• **Document section**:
This is a MapReduce service-level health test that checks that enough of the TaskTrackers in the cluster are healthy. The test returns "Concerning" health if the number of healthy TaskTrackers falls below a warning threshold, expressed as a percentage of the total number of TaskTrackers. The test returns "Bad" health if the number of healthy and "Concerning" TaskTrackers falls below a critical threshold, expressed as a percentage of the total number of TaskTrackers. For example, if this test is configured with a warning threshold of 95% and a critical threshold of 90% for a cluster of 100 TaskTrackers, this test would return "Good" health if 95 or more TaskTrackers have good health. This test would return "Concerning" health if at least 90 TaskTrackers have either "Good" or "Concerning" health. If more than 10 TaskTrackers have bad health, this test would return "Bad" health. A failure of this health test indicates unhealthy TaskTrackers. Check the status of the individual TaskTrackers for more information. This test can be configured using the MapReduce MapReduce service-wide monitoring setting.

• **Given information**:
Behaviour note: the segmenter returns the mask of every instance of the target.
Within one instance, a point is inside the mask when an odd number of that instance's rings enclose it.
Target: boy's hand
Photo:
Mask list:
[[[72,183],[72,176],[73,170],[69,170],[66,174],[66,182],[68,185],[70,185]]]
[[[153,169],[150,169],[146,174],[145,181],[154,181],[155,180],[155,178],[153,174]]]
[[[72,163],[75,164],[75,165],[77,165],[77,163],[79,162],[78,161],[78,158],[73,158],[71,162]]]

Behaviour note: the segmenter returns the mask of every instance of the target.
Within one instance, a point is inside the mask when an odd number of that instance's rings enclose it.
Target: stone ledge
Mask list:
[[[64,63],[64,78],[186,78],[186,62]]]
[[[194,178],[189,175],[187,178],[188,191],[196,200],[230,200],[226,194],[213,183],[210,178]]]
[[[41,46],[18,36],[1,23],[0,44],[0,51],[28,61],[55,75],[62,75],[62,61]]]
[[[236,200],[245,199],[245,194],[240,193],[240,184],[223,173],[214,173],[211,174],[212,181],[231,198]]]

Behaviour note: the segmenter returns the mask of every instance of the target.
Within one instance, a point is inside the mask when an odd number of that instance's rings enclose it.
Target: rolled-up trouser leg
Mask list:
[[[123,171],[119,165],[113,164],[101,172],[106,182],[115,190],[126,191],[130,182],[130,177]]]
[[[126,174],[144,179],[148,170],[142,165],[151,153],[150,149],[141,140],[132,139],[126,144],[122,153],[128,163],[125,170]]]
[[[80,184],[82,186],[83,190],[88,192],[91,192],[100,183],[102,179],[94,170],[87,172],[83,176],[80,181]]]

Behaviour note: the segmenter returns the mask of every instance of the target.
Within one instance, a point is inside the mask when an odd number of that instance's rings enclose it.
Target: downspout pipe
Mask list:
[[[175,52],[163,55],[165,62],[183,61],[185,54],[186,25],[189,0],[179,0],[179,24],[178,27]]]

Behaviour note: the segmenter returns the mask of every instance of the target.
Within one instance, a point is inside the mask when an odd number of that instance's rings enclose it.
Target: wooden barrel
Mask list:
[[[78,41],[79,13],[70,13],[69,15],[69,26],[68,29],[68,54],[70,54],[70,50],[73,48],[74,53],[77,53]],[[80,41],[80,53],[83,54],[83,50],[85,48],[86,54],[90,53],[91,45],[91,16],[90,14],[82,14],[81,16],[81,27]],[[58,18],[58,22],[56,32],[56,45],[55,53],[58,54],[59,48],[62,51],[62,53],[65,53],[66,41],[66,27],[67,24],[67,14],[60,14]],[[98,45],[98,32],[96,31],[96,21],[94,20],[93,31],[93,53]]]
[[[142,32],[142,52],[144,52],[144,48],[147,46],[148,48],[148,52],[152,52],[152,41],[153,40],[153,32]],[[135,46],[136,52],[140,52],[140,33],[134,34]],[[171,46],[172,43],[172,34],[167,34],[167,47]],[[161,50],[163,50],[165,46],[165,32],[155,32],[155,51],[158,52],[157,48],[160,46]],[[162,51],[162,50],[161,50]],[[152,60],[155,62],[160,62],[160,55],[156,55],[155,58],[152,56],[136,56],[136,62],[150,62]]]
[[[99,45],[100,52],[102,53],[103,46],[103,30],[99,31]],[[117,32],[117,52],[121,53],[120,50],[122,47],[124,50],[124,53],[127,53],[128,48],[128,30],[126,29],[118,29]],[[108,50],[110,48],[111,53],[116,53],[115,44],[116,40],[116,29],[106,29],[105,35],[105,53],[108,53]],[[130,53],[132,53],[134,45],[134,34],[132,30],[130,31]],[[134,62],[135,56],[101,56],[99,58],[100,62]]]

• **Required work**:
1. Name every health result that the TaskTracker health test description says the test can return.
2. Based on the TaskTracker health test description, state whether each statement holds, and quote the words that decide it: (a) the warning threshold is given as a percentage of the total number of TaskTrackers; (b) the worked example uses a cluster of 90 TaskTrackers; (c) a failure of the test points to unhealthy TaskTrackers.
3. Extend the TaskTracker health test description past its final sentence.

• **Task-by-task outputs**:
1. Good, Concerning, Bad

2.
(a) Yes: "The test returns "Concerning" health if the number of healthy TaskTrackers falls below a warning threshold, expressed as a percentage of the total number of TaskTrackers."
(b) No: "for a cluster of 100 TaskTrackers"
(c) Yes: "A failure of this health test indicates unhealthy TaskTrackers."

3.
Short Name: TaskTracker Health
Healthy TaskTracker Monitoring Thresholds🔗
- Description
- The health test thresholds of the overall TaskTracker health. The check returns "Concerning" health if the percentage of "Healthy" TaskTrackers falls below the warning threshold. The check is unhealthy if the total percentage of "Healthy" and "Concerning" TaskTrackers falls below the critical threshold.
- Template Name
-
mapreduce_tasktrackers_healthy_thresholds
- Default Value
- critical:90.0, warning:95.0
- Unit(s)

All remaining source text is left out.